Ireland’s government has not been shy about proclaiming its commitment to human rights. “We will require all public bodies to take due note of equality and human rights in carrying out their functions”, declared the Programme for Government published by Fine Gael and Labour last year. A few months later, in October, the government told the United Nations Human Rights Council that there was “no room for moral relativism or selectivity” in this regard, and that “respect for dignity and human rights” was “the incontestable baseline of decent politics everywhere”.

These are laudable words, but such annunciations have little meaning if they are not reflected in the design and implementation of social and economic policy. All too often, such affirmations belie policy programmes that take little account of the actual requirements of human rights law. Moreover, the context of an economic crisis makes it all the more important that proper protection be afforded to basic human rights, as it is precisely in such a situation that vulnerable groups are most exposed to violations. The question, then, is whether the Irish Government’s actions are in step with its rhetorical commitment to human rights. An analysis of the recovery measures deployed since the financial crisis took hold suggests they are not.

Data —

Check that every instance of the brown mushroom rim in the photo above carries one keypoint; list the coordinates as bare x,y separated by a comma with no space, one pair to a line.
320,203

Work instructions —
1. In the Ireland human rights text, in what month did the government speak to the United Nations Human Rights Council?
2. Repeat the part of the Ireland human rights text that opens with the words containing "These are laudable" and closes with "they are not.", but switch "laudable" for "admirable".

Results of the tasks —
1. October

2.
These are admirable words, but such annunciations have little meaning if they are not reflected in the design and implementation of social and economic policy. All too often, such affirmations belie policy programmes that take little account of the actual requirements of human rights law. Moreover, the context of an economic crisis makes it all the more important that proper protection be afforded to basic human rights, as it is precisely in such a situation that vulnerable groups are most exposed to violations. The question, then, is whether the Irish Government’s actions are in step with its rhetorical commitment to human rights. An analysis of the recovery measures deployed since the financial crisis took hold suggests they are not.